------ Text block
Grants are one of the best sources of financial aid. Why? Like scholarships, they generally will not require repayment. Even better, many are based solely on income. You don’t have to worry about competing based on grades or other factors. The income is wide ranging, so many middle class families will still qualify.
When reviewing grants you may qualify for, here are three things you need to know:
1. Is it renewable?
Scholarship or grant money that is renewable each year is amazing: you won’t have to worry about where you’re going to get the funds for next year. But if it is renewable, you need to know the rules. Do you have to maintain a certain GPA, take specific courses, or avoid changing majors? Once you’ve received the money, you don’t have to worry about the rules to qualify. But if you do something that breaks the rules, you’ll have to look for other money in the future. For instance, if you plan on changing majors, seek out other money to make up the difference in the form of other grants, scholarships, or loans before you do so. If your grades slip, see if you have a semester to make it up before you lose the scholarship. You may also find other solutions to the grade issue when meeting with your academic counselor.
2. Who issues the grant?
------------
## [To do]
- A) List the possible rules for renewable grant or scholarship money that the text on grants mentions.
- B) In the text on grants, what are many grants based on solely?
------ Source data
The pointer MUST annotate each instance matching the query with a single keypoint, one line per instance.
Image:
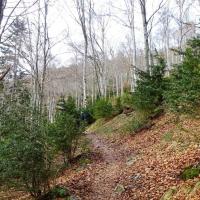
------------
## [Task-by-task solutions]
- A)
- Maintain a certain GPA
- Take specific courses
- Avoid changing majors

- B) Income.